EJERCICIOS POR RESOLVER -
a. ¿Podrías transcribir del fragmento sobre la exposición de Picasso el pasaje comprendido entre "Anne Baldasari, curadora" y "una narrativa abierta.", ambos incluidos?
b. ¿Cómo resumirías en una lista breve el párrafo del fragmento sobre la exposición de Picasso que empieza con "Anne Baldasari, curadora", conservando sus datos principales?

FRAGMENTO PROPORCIONADO -

La respuesta la sugiere la exposición “Picasso: obras maestras del Museé National Picasso, de París”, que visita por estos días la Galería de Arte de Ontario, en Toronto, y que ha pasado por Sydney, Tokio, Madrid, Moscú, San Petersburgo, Helsinki, San Francisco. Se trata de una amplia y diversa muestra de dibujos, grabados, collages, ensamblajes, pinturas y esculturas de todas sus etapas, experimentos, propuestas y periodos artísticos. Son 147 en total, entre obras que Picasso no quiso vender y otras tantas que decidió recuperar, presumiblemente, porque consideraba que contenían piezas claves en su proceso creativo y desarrollo de su siempre cambiante y arriesgada visión artística.

“Pinto de la misma manera que algunas personas escriben una autobiografía. Las pinturas, terminadas o no, son las páginas de mi diario y como tales, son válidas. El futuro elegirá las páginas que prefiera”, dijo Picasso a una de sus musas y la última de sus amantes conocidas, la también artista Françoise Girot. Genera fascinación pensar cuáles son las obras específicas que elegiría el artista malagueño, cuidadosamente, durante 75 años de carrera, para escribir con los diversos e innovadores lenguajes que creó con la plástica, la biografía de su vida artística. Es decir, su vida: una dedicada con pasión, obsesión y tenacidad a la creación, y a reinventar los principios de la pintura misma y a hacer evidente que es eso: un artificio, un objeto plano, una mentira que nos puede dar una luz sobre verdades muy profundas.

La exposición se presenta orgullosamente, ni más ni menos, que como los Picassos de Picasso. El testimonio pictórico de la figura más comentada, famosa y emblemática del arte moderno. Con ella tenemos el privilegio de conocer la versión de Picasso por el propio Picasso, quien decía que cuando pintaba sentía que todos los artistas del pasado estaban detrás de él. Porque Picasso se sabía genio, más que por vanidad, porque sabía que tenía una lucidez única que le daba una responsabilidad ineludible de comunicar lo que veía, las formas puras de su tiempo. Con esta exposición se conoce cómo Pablo Ruiz Picasso quiso dar forma a su legado y la manera como quería que se contara su historia, la del artista moderno por excelencia que transformó el quehacer artístico de forma definitiva.

Anne Baldasari, curadora del Museé National Picasso, ha querido que haya poco texto para no condicionar la libre lectura que debe tener el arte. Tampoco ha querido ser reiterativa en los periodos de Picasso que los historiadores del arte han definido, mezclando así piezas de diferentes estilos y lenguajes en un mismo espacio y agrupándolas por momentos artísticos o biográficos que irremediablemente van de la mano. Fiel a su espíritu, ha querido que la mediación entre la obra y el espectador sea mínima. Es decir, que estemos más cerca de la intención del mismo Picasso y nos enfrentemos a la lectura del artista como una narrativa abierta.

DATOS EXTRAÍDOS -

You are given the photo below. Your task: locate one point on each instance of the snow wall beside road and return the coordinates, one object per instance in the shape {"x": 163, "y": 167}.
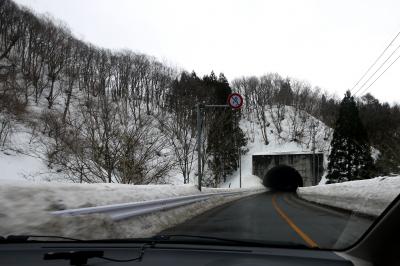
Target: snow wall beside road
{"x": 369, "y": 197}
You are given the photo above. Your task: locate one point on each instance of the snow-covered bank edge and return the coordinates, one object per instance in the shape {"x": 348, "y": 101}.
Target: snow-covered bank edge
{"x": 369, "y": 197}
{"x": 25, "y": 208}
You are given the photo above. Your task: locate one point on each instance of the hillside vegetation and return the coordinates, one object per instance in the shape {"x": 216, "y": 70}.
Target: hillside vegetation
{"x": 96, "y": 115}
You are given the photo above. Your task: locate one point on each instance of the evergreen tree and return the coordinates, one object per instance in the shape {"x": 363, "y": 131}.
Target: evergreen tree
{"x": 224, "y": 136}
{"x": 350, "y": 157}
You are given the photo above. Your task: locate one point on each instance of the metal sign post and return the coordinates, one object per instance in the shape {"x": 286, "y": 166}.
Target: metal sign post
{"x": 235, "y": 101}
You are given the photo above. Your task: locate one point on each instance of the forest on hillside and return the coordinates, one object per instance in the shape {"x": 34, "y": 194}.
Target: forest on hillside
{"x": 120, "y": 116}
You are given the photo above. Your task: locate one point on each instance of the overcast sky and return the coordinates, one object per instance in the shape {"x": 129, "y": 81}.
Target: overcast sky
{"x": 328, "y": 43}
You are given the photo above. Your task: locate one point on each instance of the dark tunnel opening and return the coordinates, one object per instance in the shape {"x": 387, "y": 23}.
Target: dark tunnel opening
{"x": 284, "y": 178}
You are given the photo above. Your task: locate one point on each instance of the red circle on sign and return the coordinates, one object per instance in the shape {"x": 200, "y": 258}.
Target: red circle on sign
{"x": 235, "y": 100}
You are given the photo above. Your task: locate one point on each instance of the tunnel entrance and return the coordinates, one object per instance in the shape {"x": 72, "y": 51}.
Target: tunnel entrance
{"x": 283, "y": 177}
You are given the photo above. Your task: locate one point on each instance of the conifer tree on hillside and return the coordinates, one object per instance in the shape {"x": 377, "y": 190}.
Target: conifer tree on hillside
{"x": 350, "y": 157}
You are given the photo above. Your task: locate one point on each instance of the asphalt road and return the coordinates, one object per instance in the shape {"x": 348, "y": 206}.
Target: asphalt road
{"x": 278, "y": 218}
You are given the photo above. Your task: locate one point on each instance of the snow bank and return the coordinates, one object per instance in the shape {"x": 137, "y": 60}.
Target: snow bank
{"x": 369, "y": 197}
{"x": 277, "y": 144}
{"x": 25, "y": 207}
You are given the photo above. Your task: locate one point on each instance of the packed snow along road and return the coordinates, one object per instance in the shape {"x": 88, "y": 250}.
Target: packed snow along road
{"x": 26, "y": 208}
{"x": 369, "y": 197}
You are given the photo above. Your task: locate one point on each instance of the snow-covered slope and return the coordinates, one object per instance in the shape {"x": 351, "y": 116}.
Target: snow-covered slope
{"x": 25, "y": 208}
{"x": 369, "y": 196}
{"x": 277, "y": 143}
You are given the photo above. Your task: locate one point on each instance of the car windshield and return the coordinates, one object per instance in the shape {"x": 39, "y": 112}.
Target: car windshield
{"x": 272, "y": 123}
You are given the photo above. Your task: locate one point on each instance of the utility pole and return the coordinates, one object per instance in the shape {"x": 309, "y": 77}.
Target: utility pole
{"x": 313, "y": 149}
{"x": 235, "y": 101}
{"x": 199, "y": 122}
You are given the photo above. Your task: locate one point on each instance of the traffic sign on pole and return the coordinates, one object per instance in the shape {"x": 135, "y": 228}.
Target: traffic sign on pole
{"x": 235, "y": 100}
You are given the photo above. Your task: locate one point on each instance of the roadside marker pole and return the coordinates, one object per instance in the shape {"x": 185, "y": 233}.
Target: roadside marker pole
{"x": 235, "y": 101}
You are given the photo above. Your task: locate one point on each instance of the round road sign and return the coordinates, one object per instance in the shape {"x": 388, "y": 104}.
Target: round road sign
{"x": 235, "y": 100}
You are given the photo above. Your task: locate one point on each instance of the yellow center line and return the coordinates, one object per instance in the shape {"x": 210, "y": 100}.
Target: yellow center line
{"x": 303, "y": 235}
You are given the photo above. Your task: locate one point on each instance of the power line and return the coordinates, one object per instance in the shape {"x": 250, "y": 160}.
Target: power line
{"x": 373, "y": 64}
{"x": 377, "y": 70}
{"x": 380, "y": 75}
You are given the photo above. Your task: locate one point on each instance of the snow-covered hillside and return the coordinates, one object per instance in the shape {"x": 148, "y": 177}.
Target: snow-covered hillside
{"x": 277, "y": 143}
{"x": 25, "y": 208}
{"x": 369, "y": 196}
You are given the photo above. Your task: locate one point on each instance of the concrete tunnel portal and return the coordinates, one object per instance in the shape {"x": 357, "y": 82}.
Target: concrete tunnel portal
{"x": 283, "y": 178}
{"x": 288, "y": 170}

SOLUCIONES POR TAREA -
a.
Anne Baldasari, curadora del Museé National Picasso, ha querido que haya poco texto para no condicionar la libre lectura que debe tener el arte. Tampoco ha querido ser reiterativa en los periodos de Picasso que los historiadores del arte han definido, mezclando así piezas de diferentes estilos y lenguajes en un mismo espacio y agrupándolas por momentos artísticos o biográficos que irremediablemente van de la mano. Fiel a su espíritu, ha querido que la mediación entre la obra y el espectador sea mínima. Es decir, que estemos más cerca de la intención del mismo Picasso y nos enfrentemos a la lectura del artista como una narrativa abierta.

b.
- Anne Baldasari, curadora del Museé National Picasso, quiso que hubiera poco texto para no condicionar la libre lectura del arte.
- No se ciñó a los periodos de Picasso definidos por los historiadores del arte. Mezcló en un mismo espacio piezas de distintos estilos y lenguajes y las agrupó por momentos artísticos o biográficos.
- Buscó una mediación mínima entre la obra y el espectador para acercarlo a la intención de Picasso y permitirle leer al artista como una narrativa abierta.